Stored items
◇ ◇ ◇ ◇ ◇

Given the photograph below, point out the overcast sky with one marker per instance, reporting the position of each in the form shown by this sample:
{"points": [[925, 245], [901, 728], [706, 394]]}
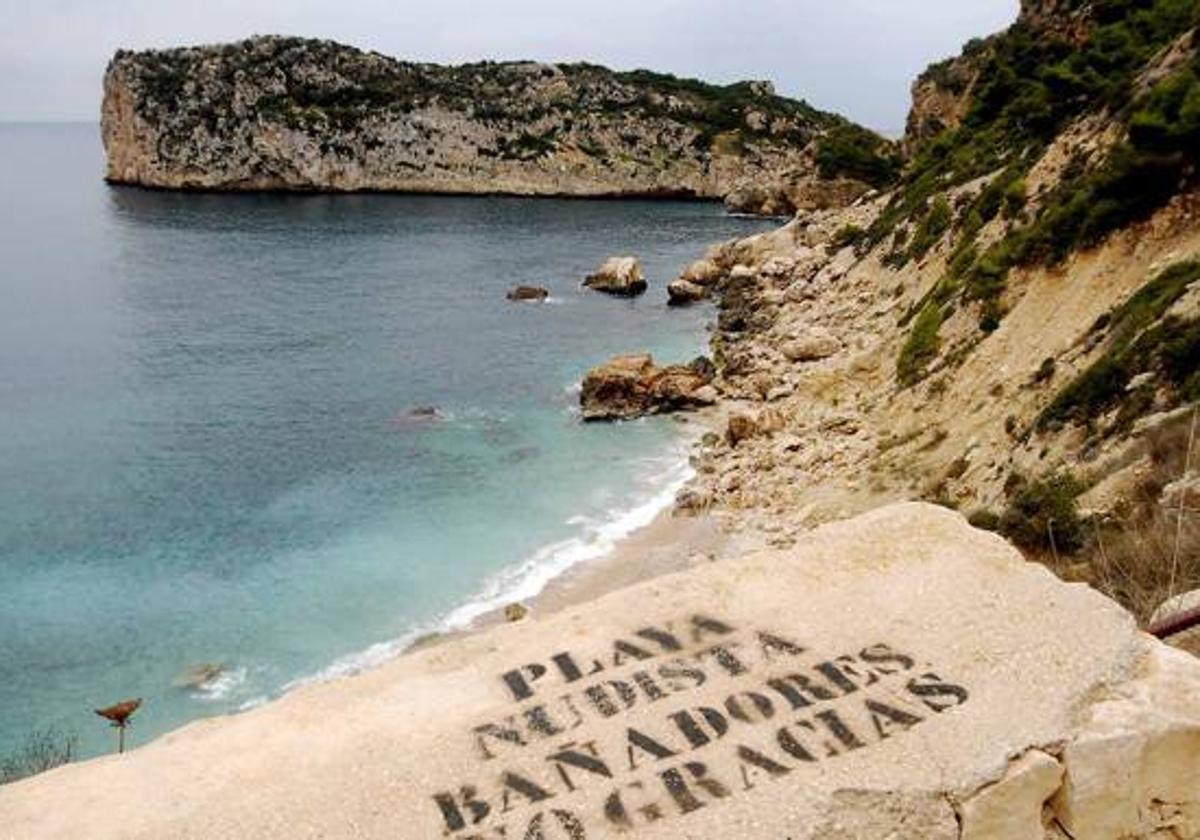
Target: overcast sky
{"points": [[853, 57]]}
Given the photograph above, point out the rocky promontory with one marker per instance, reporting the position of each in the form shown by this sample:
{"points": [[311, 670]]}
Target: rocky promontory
{"points": [[294, 114]]}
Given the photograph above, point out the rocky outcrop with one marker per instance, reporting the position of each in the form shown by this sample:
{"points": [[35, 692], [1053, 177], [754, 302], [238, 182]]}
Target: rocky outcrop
{"points": [[275, 113], [633, 385], [941, 97], [789, 196], [528, 293], [696, 282], [619, 276]]}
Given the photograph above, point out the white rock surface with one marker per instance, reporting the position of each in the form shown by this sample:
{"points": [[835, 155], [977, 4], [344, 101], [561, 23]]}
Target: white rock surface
{"points": [[895, 676]]}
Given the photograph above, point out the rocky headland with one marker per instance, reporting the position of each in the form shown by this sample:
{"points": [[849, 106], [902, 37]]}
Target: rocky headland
{"points": [[294, 114], [1009, 328]]}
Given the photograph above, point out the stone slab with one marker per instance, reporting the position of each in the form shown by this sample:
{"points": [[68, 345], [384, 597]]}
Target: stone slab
{"points": [[894, 676]]}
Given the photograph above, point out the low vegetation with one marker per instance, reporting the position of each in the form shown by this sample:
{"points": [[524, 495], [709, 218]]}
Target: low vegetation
{"points": [[922, 346], [1139, 341], [41, 750], [851, 151]]}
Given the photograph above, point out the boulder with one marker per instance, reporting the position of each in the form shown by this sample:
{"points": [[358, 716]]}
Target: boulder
{"points": [[633, 385], [741, 427], [813, 346], [528, 293], [682, 292], [900, 676], [702, 273], [618, 276]]}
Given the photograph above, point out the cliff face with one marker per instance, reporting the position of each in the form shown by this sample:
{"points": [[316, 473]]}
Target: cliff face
{"points": [[1013, 330], [276, 113]]}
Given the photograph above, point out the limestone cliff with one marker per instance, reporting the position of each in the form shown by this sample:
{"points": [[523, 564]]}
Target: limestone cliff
{"points": [[275, 113], [1014, 330]]}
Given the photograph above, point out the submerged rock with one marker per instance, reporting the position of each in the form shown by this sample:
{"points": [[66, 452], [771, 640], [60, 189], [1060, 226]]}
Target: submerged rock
{"points": [[528, 293], [681, 292], [618, 276], [633, 385], [198, 676]]}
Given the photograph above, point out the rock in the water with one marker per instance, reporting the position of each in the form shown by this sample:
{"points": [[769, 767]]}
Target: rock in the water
{"points": [[741, 427], [198, 676], [681, 292], [633, 385], [702, 273], [897, 676], [618, 276], [532, 293]]}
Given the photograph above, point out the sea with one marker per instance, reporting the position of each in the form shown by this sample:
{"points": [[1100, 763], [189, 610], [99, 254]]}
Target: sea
{"points": [[250, 442]]}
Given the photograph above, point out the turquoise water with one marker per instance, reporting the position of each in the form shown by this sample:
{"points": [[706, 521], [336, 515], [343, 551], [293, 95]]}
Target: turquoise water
{"points": [[205, 445]]}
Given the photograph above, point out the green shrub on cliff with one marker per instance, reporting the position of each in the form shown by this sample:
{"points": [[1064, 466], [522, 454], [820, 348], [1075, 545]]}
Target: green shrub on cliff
{"points": [[1140, 340], [1043, 515], [852, 151], [922, 346], [41, 750], [1032, 84]]}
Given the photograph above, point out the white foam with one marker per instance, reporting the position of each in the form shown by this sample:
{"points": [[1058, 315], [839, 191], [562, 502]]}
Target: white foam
{"points": [[222, 685], [664, 478]]}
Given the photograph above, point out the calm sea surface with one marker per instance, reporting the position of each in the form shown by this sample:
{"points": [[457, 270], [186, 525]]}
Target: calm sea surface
{"points": [[207, 451]]}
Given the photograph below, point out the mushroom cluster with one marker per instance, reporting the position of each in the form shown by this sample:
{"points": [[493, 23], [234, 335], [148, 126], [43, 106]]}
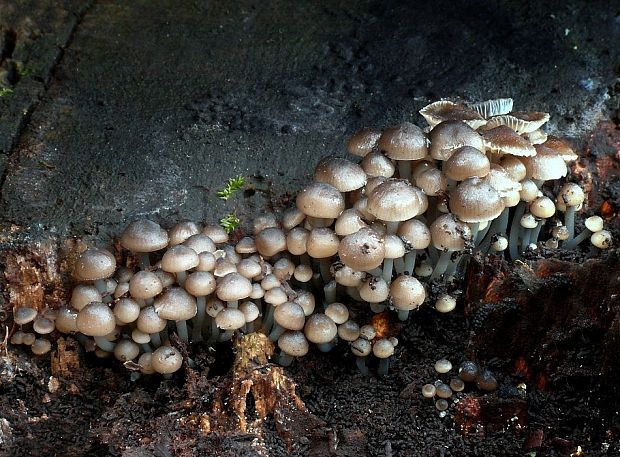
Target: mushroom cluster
{"points": [[366, 235], [442, 389]]}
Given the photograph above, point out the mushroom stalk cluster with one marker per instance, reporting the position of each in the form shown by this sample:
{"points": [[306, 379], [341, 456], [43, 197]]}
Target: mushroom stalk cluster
{"points": [[365, 235]]}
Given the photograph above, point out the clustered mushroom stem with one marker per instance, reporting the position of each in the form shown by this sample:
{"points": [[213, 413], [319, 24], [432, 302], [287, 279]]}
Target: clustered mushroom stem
{"points": [[201, 306], [569, 222], [181, 277], [535, 232], [361, 365], [277, 331], [410, 259], [515, 230], [103, 290], [441, 265], [284, 359], [384, 366], [387, 270], [104, 344], [571, 243], [155, 339], [404, 169], [330, 291], [226, 336], [182, 330], [145, 261]]}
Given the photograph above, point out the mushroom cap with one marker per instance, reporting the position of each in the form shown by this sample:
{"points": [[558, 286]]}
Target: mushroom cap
{"points": [[181, 232], [320, 200], [126, 310], [349, 330], [343, 174], [96, 319], [415, 233], [149, 321], [473, 200], [200, 283], [94, 264], [179, 258], [290, 315], [520, 122], [383, 348], [322, 243], [376, 164], [466, 162], [363, 141], [545, 165], [144, 285], [200, 243], [361, 347], [404, 142], [432, 182], [233, 287], [175, 304], [230, 319], [396, 200], [444, 110], [23, 315], [448, 233], [407, 293], [337, 312], [144, 236], [362, 251], [449, 136], [294, 343], [320, 329], [504, 140], [166, 360]]}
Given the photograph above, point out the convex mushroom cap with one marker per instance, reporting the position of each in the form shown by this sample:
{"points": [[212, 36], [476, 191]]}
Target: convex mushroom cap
{"points": [[144, 236], [94, 264]]}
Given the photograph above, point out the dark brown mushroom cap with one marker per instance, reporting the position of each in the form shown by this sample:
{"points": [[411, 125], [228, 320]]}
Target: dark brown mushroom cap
{"points": [[404, 142], [396, 200], [23, 315], [320, 200], [362, 251], [175, 304], [96, 319], [407, 293], [445, 110], [448, 136], [466, 162], [144, 236], [448, 233], [179, 258], [94, 264], [320, 329], [293, 343], [166, 360], [473, 200], [415, 233], [504, 140], [290, 315], [233, 287], [343, 174], [144, 285], [363, 142]]}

◇ ◇ ◇ ◇ ◇

**REQUIRED ACTION:**
Give back every entry word for word, and drop the pictures as you go.

**REPLY:**
Given the photograph below, point out the overcast sky with one marker per instance, reporting the position of each in the form shown by this sample:
{"points": [[925, 245], [901, 728], [706, 394]]}
Target: overcast sky
{"points": [[853, 57]]}
Given the photograph above, point out the rocky promontory with one marker per instance, reporting the position of each in the form shown by this sample:
{"points": [[311, 670]]}
Target: rocky promontory
{"points": [[294, 114]]}
Given the photograph above, point out the rocky outcrop with one marker per instance, reporting the position of each in the form shown by this sample:
{"points": [[35, 692], [1053, 177], [754, 302], [238, 182]]}
Target: rocky outcrop
{"points": [[275, 113], [633, 385], [941, 97], [789, 196], [528, 293], [696, 282], [619, 276]]}
Given the photograph above, point out the white rock surface with one marker per instance, reporting the position of each in the form shown by this sample:
{"points": [[835, 155], [977, 4], [344, 101], [561, 23]]}
Target: white rock surface
{"points": [[895, 676]]}
Given the photograph above, point out the rocky headland with one marker per instance, reporting the position of each in the form shown by this sample:
{"points": [[849, 106], [902, 37]]}
Target: rocky headland
{"points": [[294, 114], [1009, 328]]}
Given the photograph above, point out the stone slab with one marker per instance, reporting the position of each in the form shown by this sample:
{"points": [[68, 345], [384, 597]]}
Target: stone slab
{"points": [[894, 676]]}
Given the photograph above, point out the low vegetation with one marker per instance, reporting the position of each in the form shown by this sample:
{"points": [[524, 495], [709, 218]]}
Target: low vegetation
{"points": [[922, 346], [1139, 341], [41, 750], [851, 151]]}
Given the photograph above, point out the boulder with one marker per instance, reporting the position of each in the form shown by this sample:
{"points": [[358, 716]]}
Target: boulder
{"points": [[633, 385], [741, 427], [813, 346], [528, 293], [682, 292], [900, 676], [702, 273], [618, 276]]}
Given the photograph above, point out the cliff face with one marker per instance, reporting the position of each in the form shown by this sample:
{"points": [[316, 473]]}
Target: cliff face
{"points": [[1013, 330], [276, 113]]}
Given the photograph above, point out the limestone cliff with one marker per instance, reporting the position of each in the form shown by this sample:
{"points": [[523, 564]]}
Target: limestone cliff
{"points": [[275, 113], [1014, 330]]}
Given the photograph above, point out the submerged rock with one marker per instance, reporting the position of each in the form shown by this sample:
{"points": [[66, 452], [771, 640], [60, 189], [1060, 226]]}
Target: submerged rock
{"points": [[528, 293], [681, 292], [618, 276], [633, 385], [198, 676]]}
Given the photograph above, point out the rock in the water with one marker per instance, reporting the position of each in the form shown by this sample:
{"points": [[769, 767]]}
Target: rock in the water
{"points": [[741, 427], [198, 676], [681, 292], [633, 385], [702, 273], [897, 676], [618, 276], [532, 293]]}
Given the photograph above, point out the sea with one marker per instance, reporting the position of each in the form shown by this sample:
{"points": [[1100, 763], [189, 610], [99, 254]]}
Target: sea
{"points": [[250, 442]]}
Given the photograph above, point out the turquoise water with one marker per instance, reporting the position of each in the form shown by this sample:
{"points": [[706, 521], [336, 515], [343, 551], [293, 95]]}
Target: turquoise water
{"points": [[205, 445]]}
Given the photograph above, point out the green shrub on cliff with one marker per instance, reporting the position of each in the form shown by this sample:
{"points": [[1064, 466], [522, 454], [820, 348], [1075, 545]]}
Target: green shrub on cliff
{"points": [[1140, 340], [1043, 515], [852, 151], [922, 346], [41, 750], [1032, 84]]}
Given the photograph above, point out the white foam with one marker per instance, reporting the position of each in the form shown by this sample:
{"points": [[1058, 315], [839, 191], [562, 502]]}
Target: white foam
{"points": [[222, 685], [664, 478]]}
Given the photograph above, point out the calm sea surface with one marker per instance, reporting the position of each in the form shown by this sample:
{"points": [[457, 270], [186, 525]]}
Target: calm sea surface
{"points": [[207, 451]]}
Given the photograph below, point out the mushroom cluster with one marker per instance, reporting the position of each in the form shown by this sample:
{"points": [[493, 23], [234, 335], [148, 126], [43, 106]]}
Target: mushroom cluster
{"points": [[366, 235], [442, 389]]}
Given the photograph above, point out the mushroom stalk cluster with one marker per instance, reporting the position of each in the form shown by this sample:
{"points": [[306, 379], [341, 456], [43, 197]]}
Target: mushroom stalk cluster
{"points": [[365, 235]]}
Given the photograph above, point out the clustered mushroom stem with one marker per instance, reporting the position of each in the form shown by this sample:
{"points": [[213, 413], [319, 24], [432, 302], [287, 279]]}
Target: clustered mushroom stem
{"points": [[201, 306], [569, 222], [181, 277], [535, 232], [361, 365], [277, 331], [410, 259], [515, 230], [103, 290], [441, 265], [284, 359], [384, 366], [387, 270], [104, 344], [571, 243], [155, 339], [404, 169], [330, 291], [226, 336], [182, 330], [145, 261]]}
Given the photograph above, point out the mushroom cap with one marker per instance, reporting the position of each in the form shown by this sample:
{"points": [[558, 286]]}
Target: mushroom cap
{"points": [[181, 232], [320, 200], [126, 310], [349, 330], [343, 174], [96, 319], [415, 233], [149, 321], [473, 200], [200, 283], [94, 264], [179, 258], [290, 315], [520, 122], [383, 348], [322, 243], [376, 164], [466, 162], [363, 141], [545, 165], [144, 285], [200, 243], [361, 347], [404, 142], [432, 182], [233, 287], [175, 304], [230, 319], [396, 200], [444, 110], [23, 315], [448, 233], [407, 293], [337, 312], [144, 236], [362, 251], [449, 136], [294, 343], [320, 329], [504, 140], [166, 360]]}
Given the photograph above, point out the convex mushroom cap with one marker per instance, reporting the position of each in the form shown by this sample:
{"points": [[212, 36], [476, 191]]}
Target: convex mushroom cap
{"points": [[144, 236], [94, 264]]}
Given the photograph above, point out the dark brown mushroom cap with one marker per instance, reporting the position of each in the form shown by this sample:
{"points": [[411, 125], [228, 320]]}
Target: dark brown mushroom cap
{"points": [[404, 142], [396, 200], [23, 315], [320, 200], [362, 251], [175, 304], [96, 319], [407, 293], [445, 110], [448, 136], [466, 162], [144, 236], [448, 233], [179, 258], [94, 264], [320, 329], [293, 343], [166, 360], [473, 200], [415, 233], [504, 140], [290, 315], [233, 287], [343, 174], [144, 285], [363, 142]]}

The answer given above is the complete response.